* [Data extracted from a collection]
= = = = =

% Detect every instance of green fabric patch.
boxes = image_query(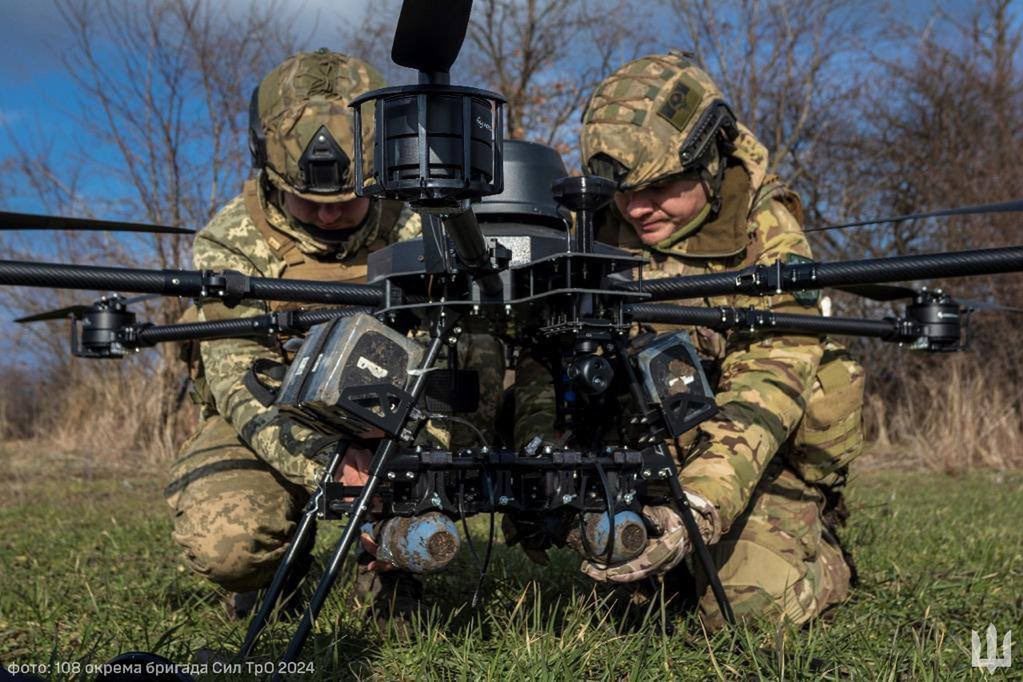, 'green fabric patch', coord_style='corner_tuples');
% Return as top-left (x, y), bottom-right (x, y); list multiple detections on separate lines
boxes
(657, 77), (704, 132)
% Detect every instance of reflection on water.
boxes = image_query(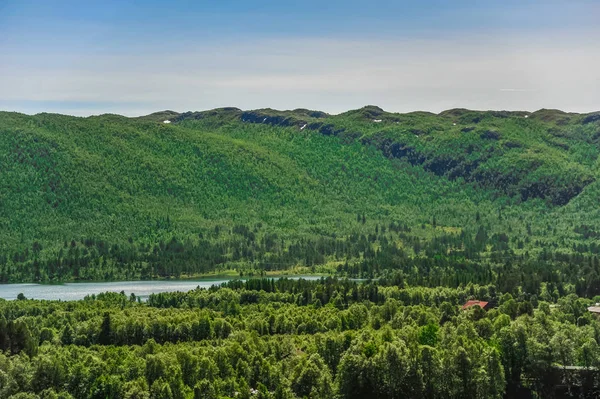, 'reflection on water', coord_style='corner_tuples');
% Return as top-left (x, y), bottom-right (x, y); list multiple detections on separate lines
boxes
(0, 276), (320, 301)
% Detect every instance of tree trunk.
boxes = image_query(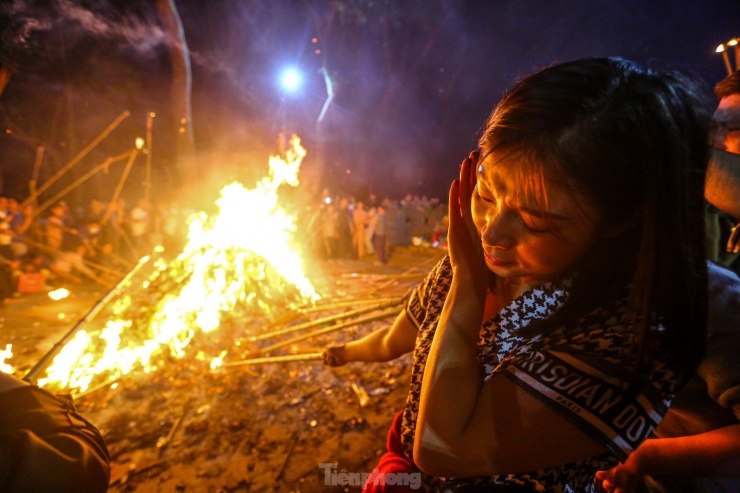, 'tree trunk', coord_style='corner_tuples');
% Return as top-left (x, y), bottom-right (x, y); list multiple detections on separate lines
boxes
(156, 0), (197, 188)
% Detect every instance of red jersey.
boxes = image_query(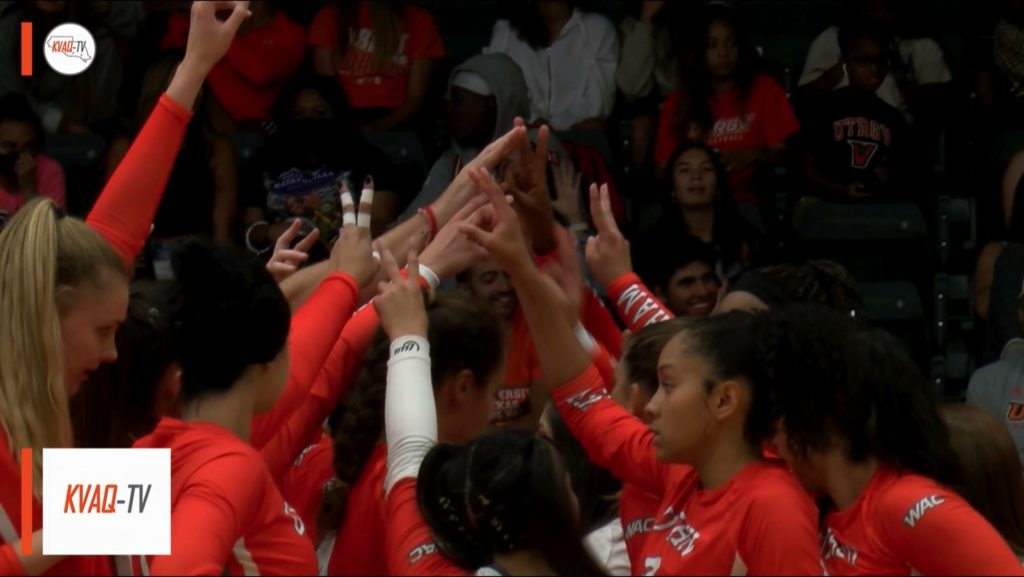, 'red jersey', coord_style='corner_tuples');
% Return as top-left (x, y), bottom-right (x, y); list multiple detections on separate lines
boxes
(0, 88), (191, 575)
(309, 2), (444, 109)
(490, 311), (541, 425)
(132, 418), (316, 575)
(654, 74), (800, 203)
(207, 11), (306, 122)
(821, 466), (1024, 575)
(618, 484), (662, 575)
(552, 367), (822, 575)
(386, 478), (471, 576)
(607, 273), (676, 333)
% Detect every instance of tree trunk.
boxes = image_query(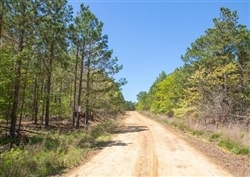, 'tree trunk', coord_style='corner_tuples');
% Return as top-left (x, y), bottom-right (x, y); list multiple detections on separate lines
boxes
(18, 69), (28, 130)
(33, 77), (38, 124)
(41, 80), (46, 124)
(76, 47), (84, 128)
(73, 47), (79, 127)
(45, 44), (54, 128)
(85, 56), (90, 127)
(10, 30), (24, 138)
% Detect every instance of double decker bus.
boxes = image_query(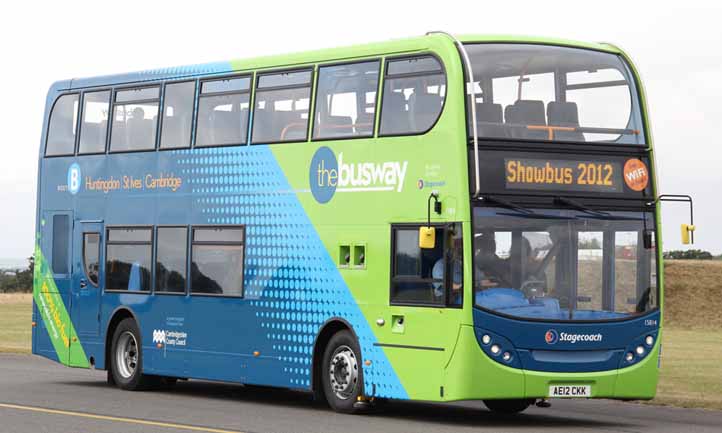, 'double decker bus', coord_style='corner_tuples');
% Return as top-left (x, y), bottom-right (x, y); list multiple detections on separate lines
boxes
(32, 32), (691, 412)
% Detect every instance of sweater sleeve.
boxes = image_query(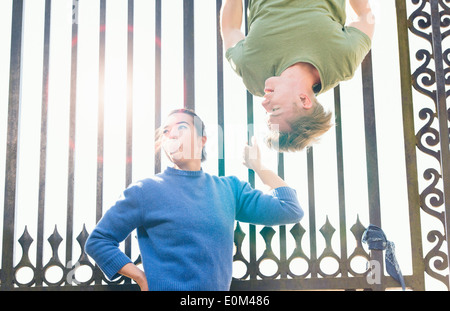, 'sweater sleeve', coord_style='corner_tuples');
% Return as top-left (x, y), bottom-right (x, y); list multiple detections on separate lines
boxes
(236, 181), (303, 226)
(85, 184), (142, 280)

= = = = =

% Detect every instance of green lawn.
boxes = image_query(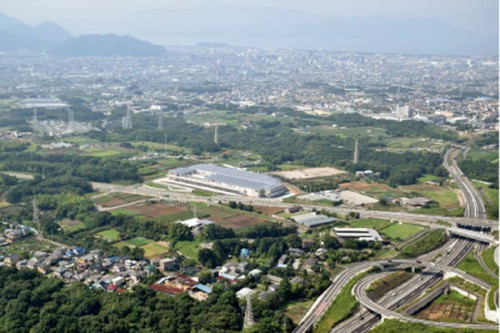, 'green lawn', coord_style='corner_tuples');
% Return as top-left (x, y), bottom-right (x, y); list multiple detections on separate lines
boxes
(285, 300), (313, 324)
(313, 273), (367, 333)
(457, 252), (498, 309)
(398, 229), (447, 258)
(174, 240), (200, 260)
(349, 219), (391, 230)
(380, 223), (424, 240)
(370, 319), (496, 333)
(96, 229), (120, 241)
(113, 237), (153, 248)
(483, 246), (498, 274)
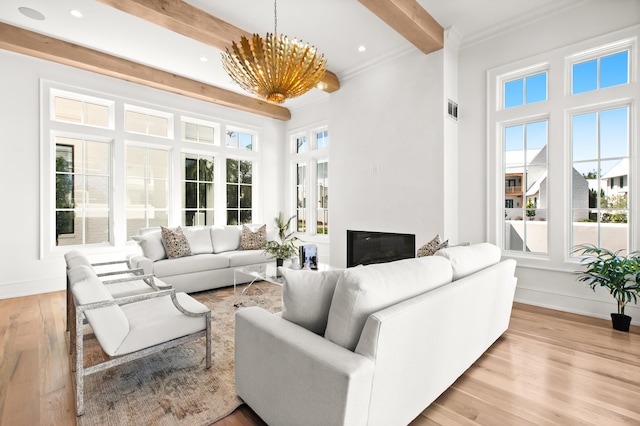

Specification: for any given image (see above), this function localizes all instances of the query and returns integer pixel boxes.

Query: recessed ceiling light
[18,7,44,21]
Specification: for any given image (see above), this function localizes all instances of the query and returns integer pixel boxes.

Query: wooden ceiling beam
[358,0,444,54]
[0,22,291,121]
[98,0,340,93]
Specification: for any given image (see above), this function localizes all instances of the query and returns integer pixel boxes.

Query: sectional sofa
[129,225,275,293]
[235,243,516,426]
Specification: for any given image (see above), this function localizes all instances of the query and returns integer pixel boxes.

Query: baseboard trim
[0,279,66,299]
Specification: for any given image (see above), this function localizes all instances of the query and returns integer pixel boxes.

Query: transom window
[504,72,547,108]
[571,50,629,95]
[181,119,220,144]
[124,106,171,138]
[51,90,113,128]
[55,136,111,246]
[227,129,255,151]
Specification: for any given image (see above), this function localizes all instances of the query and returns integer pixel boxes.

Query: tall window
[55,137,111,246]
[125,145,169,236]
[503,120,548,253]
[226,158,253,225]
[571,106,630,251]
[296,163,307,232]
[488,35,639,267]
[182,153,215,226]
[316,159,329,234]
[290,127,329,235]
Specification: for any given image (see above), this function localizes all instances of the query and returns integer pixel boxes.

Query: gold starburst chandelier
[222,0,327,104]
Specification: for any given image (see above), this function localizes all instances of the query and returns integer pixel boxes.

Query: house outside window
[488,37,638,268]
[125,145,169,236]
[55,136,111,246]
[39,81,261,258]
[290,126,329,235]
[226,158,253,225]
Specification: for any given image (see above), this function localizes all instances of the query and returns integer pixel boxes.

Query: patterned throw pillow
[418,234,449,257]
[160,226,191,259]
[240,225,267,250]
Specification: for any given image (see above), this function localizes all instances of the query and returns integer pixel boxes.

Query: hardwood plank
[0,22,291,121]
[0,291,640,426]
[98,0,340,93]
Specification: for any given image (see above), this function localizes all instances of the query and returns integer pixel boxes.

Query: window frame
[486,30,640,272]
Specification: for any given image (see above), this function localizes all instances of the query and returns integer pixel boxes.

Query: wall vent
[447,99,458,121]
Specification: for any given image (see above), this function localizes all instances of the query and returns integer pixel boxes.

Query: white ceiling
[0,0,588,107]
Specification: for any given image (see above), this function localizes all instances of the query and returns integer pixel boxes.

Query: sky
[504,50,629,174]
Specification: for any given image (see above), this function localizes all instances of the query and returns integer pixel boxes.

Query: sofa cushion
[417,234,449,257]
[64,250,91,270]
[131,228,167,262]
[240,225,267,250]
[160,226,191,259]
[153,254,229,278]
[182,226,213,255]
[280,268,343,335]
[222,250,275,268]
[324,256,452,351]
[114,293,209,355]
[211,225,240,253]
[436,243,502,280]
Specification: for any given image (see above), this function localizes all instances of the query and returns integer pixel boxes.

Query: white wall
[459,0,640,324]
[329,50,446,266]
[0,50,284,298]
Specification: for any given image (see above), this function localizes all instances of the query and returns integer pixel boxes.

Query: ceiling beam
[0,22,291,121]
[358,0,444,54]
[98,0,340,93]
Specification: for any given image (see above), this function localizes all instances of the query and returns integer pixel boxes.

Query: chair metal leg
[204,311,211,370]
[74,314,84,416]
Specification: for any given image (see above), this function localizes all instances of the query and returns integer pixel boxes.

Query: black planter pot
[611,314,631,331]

= = = = =

* [What you are asked to do] Which lines of the records contain the word "beam"? Select and copy each of them, treating uppercase and lowercase as different.

* [Answer]
Query: wooden ceiling beam
Query: ceiling beam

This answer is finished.